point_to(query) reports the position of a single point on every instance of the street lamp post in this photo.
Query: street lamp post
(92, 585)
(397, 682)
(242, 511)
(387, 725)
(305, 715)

────

◆ EXERCISE GOAL ◆
Please put each line of the items above into a Markdown table with the columns Row and Line, numbering the rows and leaving out any blank lines.

◆ FULL RESPONSE ◆
| Row | Line |
|---|---|
| 1 | point_to(query) reports the position of a single point on every instance of the street lamp post in this photo. |
| 2 | Query: street lamp post |
| 3 | (92, 585) |
| 4 | (397, 682) |
| 5 | (242, 511) |
| 6 | (387, 725) |
| 7 | (305, 715) |